YOUR OBJECTIVE. Copy the entries below verbatim, from the first line through the line containing "pixel 49 79", including that line.

DATA TO PROCESS.
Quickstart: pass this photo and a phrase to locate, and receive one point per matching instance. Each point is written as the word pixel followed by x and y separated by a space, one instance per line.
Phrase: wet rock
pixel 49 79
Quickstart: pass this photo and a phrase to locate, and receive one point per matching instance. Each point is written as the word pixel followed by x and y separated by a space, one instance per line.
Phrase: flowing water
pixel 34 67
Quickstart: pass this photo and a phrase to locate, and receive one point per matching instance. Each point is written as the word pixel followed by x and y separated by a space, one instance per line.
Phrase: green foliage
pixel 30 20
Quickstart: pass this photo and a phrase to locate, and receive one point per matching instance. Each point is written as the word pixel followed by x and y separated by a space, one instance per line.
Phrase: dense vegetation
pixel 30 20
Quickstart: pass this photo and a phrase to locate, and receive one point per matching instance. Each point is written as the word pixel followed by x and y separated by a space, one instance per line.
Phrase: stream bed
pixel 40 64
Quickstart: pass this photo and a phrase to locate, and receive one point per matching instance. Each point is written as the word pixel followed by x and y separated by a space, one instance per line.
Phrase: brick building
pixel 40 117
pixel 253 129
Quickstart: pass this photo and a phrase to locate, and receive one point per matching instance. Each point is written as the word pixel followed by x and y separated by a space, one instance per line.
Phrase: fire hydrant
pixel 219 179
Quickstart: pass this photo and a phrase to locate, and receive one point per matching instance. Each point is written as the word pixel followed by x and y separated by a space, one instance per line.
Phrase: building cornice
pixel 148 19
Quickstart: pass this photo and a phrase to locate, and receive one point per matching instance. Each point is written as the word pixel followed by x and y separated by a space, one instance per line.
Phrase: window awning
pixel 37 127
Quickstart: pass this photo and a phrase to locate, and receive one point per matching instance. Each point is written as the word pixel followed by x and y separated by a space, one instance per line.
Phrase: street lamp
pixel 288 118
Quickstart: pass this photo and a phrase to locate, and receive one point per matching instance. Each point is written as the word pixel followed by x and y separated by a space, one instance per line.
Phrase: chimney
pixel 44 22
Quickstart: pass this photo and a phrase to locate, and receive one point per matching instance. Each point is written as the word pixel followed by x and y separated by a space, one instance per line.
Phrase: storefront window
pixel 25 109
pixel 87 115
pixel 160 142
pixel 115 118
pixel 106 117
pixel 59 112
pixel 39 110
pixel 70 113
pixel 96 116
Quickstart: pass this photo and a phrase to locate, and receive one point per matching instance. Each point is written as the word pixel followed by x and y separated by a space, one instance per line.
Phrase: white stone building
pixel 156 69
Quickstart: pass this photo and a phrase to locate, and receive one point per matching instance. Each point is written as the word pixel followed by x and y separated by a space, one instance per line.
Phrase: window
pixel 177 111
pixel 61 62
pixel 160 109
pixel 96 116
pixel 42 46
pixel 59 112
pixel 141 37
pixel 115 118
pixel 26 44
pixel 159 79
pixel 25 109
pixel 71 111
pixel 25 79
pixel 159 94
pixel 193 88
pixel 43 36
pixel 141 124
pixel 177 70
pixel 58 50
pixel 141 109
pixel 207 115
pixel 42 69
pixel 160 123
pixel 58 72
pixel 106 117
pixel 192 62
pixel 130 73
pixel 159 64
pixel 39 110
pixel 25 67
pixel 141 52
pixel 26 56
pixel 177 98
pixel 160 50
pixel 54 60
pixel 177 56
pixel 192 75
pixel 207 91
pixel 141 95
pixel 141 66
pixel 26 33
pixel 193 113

SOLUTION FOR THIS PROBLEM.
Quickstart: pass this photo and a phrase to locate, and receive one point per matching instance. Each point is written as the word pixel followed by x and y separated by a space, one instance per line.
Phrase: wet rock
pixel 49 79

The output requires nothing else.